### Assignment 1
Answer these questions from the comment on the MTA pension dispute:
(a) What share of health benefit costs does the writer pay out of pocket?
(b) For how many years has the writer's husband gone without a raise?
(c) How much did the MTA pay into pensions in 2002, and how much did it cost this year?
### Assignment 2
Carry on the comment on the MTA pension dispute from its last sentence, keeping the writer's voice.

### Provided passage
I work for a living too. My salary is less than their average (and this is with a graduate degree). I have to pay 20% out of pocket for my health benefits. If I want to retire ever, it's completely up to me to save up the money. My husband has not seen a raise in over 7 years, but is grateful to have a job in an economy where many of friends were laid off and have had to take jobs at levels much below their previous salaries. It's not some rich CEO making billions of dollars that will end up paying for the things these people want, it's the tax payer and the commuter, most of whom can scarcely afford to commute as it is. I'm just so sick of the GREED being displayed here.
This is not over health and safety issues. This is over pensions. This is over the fact that they want new hires (the ones on the waiting list) to pay 6% per year for the first 10 years into their pension fund. After that they drop down to the 2% everyone else has and can retire at 55. If I only paid 6% into my 401k I'd never be able to retire, and certainly not after only 25 years. I'd have a finite pot of money that I had to budget carefully over the rest of my life and not an endless supply of medical benefits and half salary for as long as I live. In 2002 the MTA paid about $150M into pensions, this year it cost them over $500M. Again I ask... where is this money coming from? From my pocket and from the pockets of people who can afford it even less than I can.

### Stored entries
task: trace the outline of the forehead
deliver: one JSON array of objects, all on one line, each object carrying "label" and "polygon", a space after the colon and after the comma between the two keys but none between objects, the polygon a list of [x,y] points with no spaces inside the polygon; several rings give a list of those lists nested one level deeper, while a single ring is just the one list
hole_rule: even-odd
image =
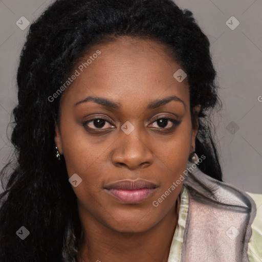
[{"label": "forehead", "polygon": [[[99,55],[94,55],[98,51]],[[188,106],[187,79],[179,82],[173,77],[181,68],[164,46],[152,40],[120,37],[89,49],[75,66],[73,72],[77,70],[79,75],[63,99],[77,102],[89,95],[102,95],[134,103],[173,95]]]}]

### Task answer 1
(a) 20%
(b) Over 7 years
(c) About $150M in 2002, and over $500M this year

### Task answer 2
I'm lucky that I brought home a pile of work this week. My employer is reasonable. If I can't get all of my hours in, I can afford to take the financial hit. My heart is breaking for those people for whom the extra cost of commuting or not getting into work at all means they have to make the choice between christmas for their kids and paying the rent. I'm not against the working person, I'm just against this particular group of greedy money grubbing working people called the TWU and their fearless leader, who is being a hardnose about this because he didn't do so well in his last round of negotiations with the MTA. His bravado is as much to save his own job (which I would guess is paid pretty darn well) as it is over the "respect" he claims he wants for his people.
The MTA is not blameless either. That agency really needs an overhaul, bigtime. If they find all kinds of extra money they didn't know they have, though, it should go back to the commuters. I already pay nearly $400/month to commute and a fair amount in taxes. I don't want to pay even more so that these people have benefits that are barely dreamt about by people in the private sector. If that makes me an awful, hateful person so be it, that's what I am.